• Stated problem: From the entries below, extract the lines beginning with the line that contains "Where can the overcast" and continuing through the line that contains "column 617, row 78". Reproduce them character for character.

• Source material:

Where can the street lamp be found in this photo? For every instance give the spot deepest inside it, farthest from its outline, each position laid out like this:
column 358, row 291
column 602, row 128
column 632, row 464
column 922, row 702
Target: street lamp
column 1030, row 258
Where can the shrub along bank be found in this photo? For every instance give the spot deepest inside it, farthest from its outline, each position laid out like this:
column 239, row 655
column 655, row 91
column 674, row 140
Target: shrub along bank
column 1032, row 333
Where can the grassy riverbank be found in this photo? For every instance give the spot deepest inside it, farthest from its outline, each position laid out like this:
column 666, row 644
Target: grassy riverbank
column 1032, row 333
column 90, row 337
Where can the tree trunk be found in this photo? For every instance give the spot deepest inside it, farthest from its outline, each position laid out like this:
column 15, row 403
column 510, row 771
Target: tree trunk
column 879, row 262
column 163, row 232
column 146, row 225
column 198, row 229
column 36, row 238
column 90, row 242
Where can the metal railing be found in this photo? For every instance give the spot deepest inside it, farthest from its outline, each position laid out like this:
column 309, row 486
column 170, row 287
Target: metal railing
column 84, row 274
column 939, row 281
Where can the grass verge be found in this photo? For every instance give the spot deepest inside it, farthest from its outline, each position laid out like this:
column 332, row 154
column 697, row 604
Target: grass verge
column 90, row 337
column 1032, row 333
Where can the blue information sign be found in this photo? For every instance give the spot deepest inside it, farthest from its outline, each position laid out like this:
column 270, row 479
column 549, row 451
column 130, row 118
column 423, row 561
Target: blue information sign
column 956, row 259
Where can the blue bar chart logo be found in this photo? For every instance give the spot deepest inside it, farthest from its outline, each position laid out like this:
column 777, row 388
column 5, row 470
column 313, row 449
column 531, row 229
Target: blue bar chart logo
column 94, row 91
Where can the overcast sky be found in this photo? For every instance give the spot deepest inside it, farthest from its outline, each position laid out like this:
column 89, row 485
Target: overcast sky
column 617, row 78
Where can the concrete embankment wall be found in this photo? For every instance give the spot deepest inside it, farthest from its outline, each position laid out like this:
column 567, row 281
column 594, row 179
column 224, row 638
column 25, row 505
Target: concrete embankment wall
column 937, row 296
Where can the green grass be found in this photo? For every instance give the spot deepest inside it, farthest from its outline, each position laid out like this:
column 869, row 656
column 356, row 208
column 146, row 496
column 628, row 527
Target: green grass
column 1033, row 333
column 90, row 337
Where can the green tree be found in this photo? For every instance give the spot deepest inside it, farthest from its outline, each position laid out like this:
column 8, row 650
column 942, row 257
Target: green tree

• Finished answer:
Where can the overcast sky be found in this photo? For every instance give the spot deepest inside it, farthest from its outline, each position laid out like this:
column 89, row 485
Target: overcast sky
column 617, row 78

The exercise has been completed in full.